§ **WRITTEN PROBLEM A**
Check each statement against the passage on trees in art below. Answer yes or no, and quote the words that decide it. (i) The text dates the Medieval period from roughly 500 to 1450 A.D. (ii) Giotto put trees as natural backgrounds in his paintings in the 1500s. (iii) The search of deviantART was for images for the Earth Day article.
§ **WRITTEN PROBLEM B**
Reproduce the passage on trees in art word for word, from "While searching deviantART" up to and including "the world’s artists.".

§ **SOURCE PASSAGE**
○ ○ ○
While searching deviantART for images for the Earth Day article, I became intrigued with how trees have become not only such a central focus of our current environmental concerns, but also how they play such a central role in our art, whether as background or actual subject matter. There are so many Enchanted Forests on deviantART that it made me wonder if trees, so mundane and taken for granted yet at the same time so vital to life on earth and so steeped in myth, have always been the revered subjects of the world’s artists.
There was one especially intriguing piece of information that I came across during my research of the Earth Day article that seemed the perfect way to feature some of the beautiful artwork depicting trees and forests on deviantART. Even though most of us know the opening of Alfred Joyce Kilmer’s poem;
I think that I shall never seeA poem lovely as a tree...The tree went through a rough patch as being unsuitable as art subject for a period of nearly a thousand years, at least in Europe. This was the Medieval period from roughly 500 to 1450 A.D. The Church controlled artistic expression almost absolutely during that time and anything to do with nature or the woods was too closely linked with the “old religion” that Christianity had just superseded, Paganism, and Pagan animism (the idea of spirits being in all things, including trees) to be allowed to be fulsomely depicted in art. So it was mostly portraits of saints and kings and lots stained glass windows until Giotto kicked off the Renaissance by being rebel enough to put trees as natural backgrounds in his paintings in the 1300s.
○ ○ ○
§ **Annotation dataset entries**

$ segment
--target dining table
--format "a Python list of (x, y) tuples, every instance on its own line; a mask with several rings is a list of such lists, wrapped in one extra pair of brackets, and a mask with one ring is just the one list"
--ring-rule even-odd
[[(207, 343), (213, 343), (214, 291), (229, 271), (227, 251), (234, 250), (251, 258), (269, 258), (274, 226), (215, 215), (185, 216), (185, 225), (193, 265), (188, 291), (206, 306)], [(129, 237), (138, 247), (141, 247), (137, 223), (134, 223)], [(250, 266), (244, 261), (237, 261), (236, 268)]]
○ ○ ○
§ **TASK ANSWER A**
(i) Yes: "This was the Medieval period from roughly 500 to 1450 A.D."
(ii) No: "Giotto kicked off the Renaissance by being rebel enough to put trees as natural backgrounds in his paintings in the 1300s."
(iii) Yes: "While searching deviantART for images for the Earth Day article"

§ **TASK ANSWER B**
While searching deviantART for images for the Earth Day article, I became intrigued with how trees have become not only such a central focus of our current environmental concerns, but also how they play such a central role in our art, whether as background or actual subject matter. There are so many Enchanted Forests on deviantART that it made me wonder if trees, so mundane and taken for granted yet at the same time so vital to life on earth and so steeped in myth, have always been the revered subjects of the world’s artists.